* What you should do *
Write out, word for word, the part of the China overview below between "For hundreds of" and "to be relaxed.", inclusive.

The vast mystery that is China demands attention. A journey to this land opens to visitors a geographical, historical and cultural encyclopedia that offers a breathtaking exploration of various worlds within one world.
China is the world’s third largest country, after Russia and Canada. Its most mountainous terrain rises in the west with Tibet and the mighty Himalayas. At 8,847 meters, Mount Everest is the world’s highest peak. China’s lowest point, the Turpan Depression, 154 meters below sea level, is scooped out in its vast north-west. The great mountainous highlands of west China, together with the forbidding deserts of Gobi and Taklimakan in the north acted as a huge barrier to China’s expansion. The land increasingly flattens out the farther east you travel. The vast majority [90 percent] of the population lives along China’s coast or in the fertile lands that line the Yangtze river, Yellow river, Pearl river and the Mekong river. Most of the cultivable land is irrigated by these river systems. Two-thirds of the land is too mountainous, arid or otherwise unsuitable for agriculture. China’s coastline is an affluent bundle of Special Economic Zones [SEZs] and thriving ports.
The country comprises 22 provinces, four municipalities [Beijing, Tianjin, Chongqing and Shanghai], five Autonomous Regions including Mongolia, Tibet, and Guangxi in the south, and two Special Administrative Regions or SARs [Hongkong and Macau]. The “renegade 23rd province” of Taiwan is being heavily wooed into a reunion.
For hundreds of years China stood as a leading civilisation, outpacing the rest of the world in the arts and sciences. However, in the 19th and early-20th Centuries, China was beset by civil unrest, major famines, military defeats, and foreign occupation. After World War II, on 1 October, 1949, the Communists under Mao Zedong established the People’s Republic of China, a dictatorship that while ensuring China’s sovereignty, imposed strict controls over everyday life. After 1978, his successor Deng Xiaoping gradually introduced the “open door policy” based on market-oriented reforms and decentralised economic decision-making. This resulted in spectacular economic expansion and a dramatic increase in its prestige abroad. Political controls presently remain tight while economic controls continue to be relaxed.

* Stored data *

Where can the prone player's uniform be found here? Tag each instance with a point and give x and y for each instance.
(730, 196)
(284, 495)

* Task response *
For hundreds of years China stood as a leading civilisation, outpacing the rest of the world in the arts and sciences. However, in the 19th and early-20th Centuries, China was beset by civil unrest, major famines, military defeats, and foreign occupation. After World War II, on 1 October, 1949, the Communists under Mao Zedong established the People’s Republic of China, a dictatorship that while ensuring China’s sovereignty, imposed strict controls over everyday life. After 1978, his successor Deng Xiaoping gradually introduced the “open door policy” based on market-oriented reforms and decentralised economic decision-making. This resulted in spectacular economic expansion and a dramatic increase in its prestige abroad. Political controls presently remain tight while economic controls continue to be relaxed.